═════ Data extract

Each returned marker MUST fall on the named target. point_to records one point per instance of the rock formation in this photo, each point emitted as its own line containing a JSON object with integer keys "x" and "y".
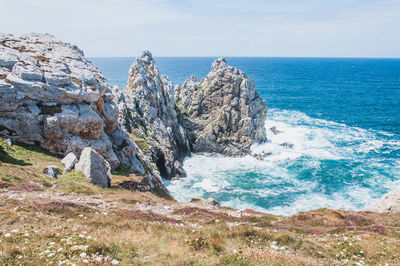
{"x": 147, "y": 112}
{"x": 69, "y": 161}
{"x": 94, "y": 167}
{"x": 222, "y": 113}
{"x": 389, "y": 203}
{"x": 51, "y": 96}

══════════

Task description:
Return each record above as it stands. Pictures stay out.

Reply:
Each returned marker MUST fall on the named target. point_to records one point per instance of the rock formation in this photo, each point emitted as its own line containing a JSON object with integer keys "x" and "y".
{"x": 147, "y": 112}
{"x": 69, "y": 161}
{"x": 94, "y": 167}
{"x": 222, "y": 113}
{"x": 389, "y": 203}
{"x": 51, "y": 96}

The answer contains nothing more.